→ What you should do:
Give the number of lines in this listing that hold "glass". No other words belong in the reply.

→ Data excerpts:
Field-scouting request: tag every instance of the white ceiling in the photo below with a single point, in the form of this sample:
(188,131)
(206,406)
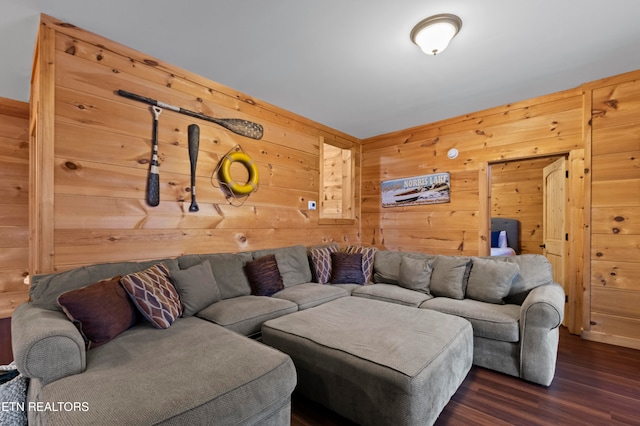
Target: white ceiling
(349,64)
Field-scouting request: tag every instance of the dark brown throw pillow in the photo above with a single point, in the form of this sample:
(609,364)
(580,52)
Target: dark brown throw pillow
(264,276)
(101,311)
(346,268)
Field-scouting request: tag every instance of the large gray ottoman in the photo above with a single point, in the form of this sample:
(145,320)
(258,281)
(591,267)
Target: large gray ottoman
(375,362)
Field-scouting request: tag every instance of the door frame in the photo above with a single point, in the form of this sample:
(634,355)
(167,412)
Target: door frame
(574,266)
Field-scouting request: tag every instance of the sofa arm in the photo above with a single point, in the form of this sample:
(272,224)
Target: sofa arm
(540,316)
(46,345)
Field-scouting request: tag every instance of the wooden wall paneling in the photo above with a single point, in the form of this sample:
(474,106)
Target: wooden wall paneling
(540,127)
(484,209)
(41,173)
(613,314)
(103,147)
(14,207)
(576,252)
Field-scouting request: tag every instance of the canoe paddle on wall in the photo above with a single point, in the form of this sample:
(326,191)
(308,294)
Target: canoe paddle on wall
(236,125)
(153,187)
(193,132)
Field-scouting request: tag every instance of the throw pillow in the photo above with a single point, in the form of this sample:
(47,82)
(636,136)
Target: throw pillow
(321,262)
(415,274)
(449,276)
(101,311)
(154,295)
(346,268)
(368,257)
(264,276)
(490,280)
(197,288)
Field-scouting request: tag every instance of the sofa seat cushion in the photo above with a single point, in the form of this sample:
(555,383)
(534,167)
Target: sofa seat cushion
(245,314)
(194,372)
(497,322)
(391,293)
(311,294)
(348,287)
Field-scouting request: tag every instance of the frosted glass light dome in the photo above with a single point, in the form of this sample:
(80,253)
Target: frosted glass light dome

---

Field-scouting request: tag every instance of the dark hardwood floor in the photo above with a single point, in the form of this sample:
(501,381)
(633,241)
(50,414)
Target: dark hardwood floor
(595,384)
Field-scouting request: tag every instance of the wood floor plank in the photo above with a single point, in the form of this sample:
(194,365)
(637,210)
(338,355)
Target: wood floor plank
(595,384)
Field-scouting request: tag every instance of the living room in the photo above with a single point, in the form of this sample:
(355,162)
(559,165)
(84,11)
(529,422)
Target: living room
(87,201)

==

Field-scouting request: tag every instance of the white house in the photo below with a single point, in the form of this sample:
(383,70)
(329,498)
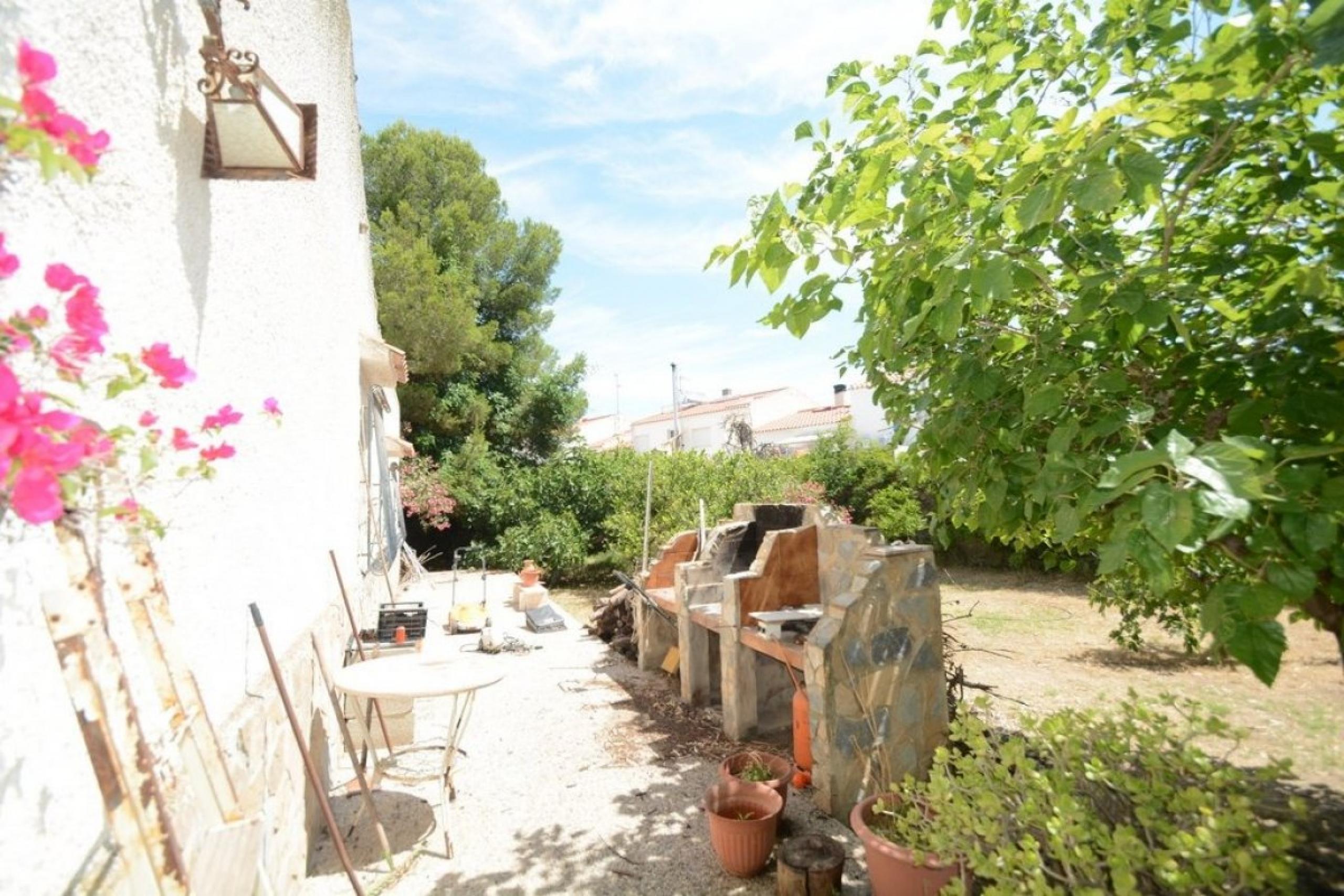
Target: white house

→ Finished exercise:
2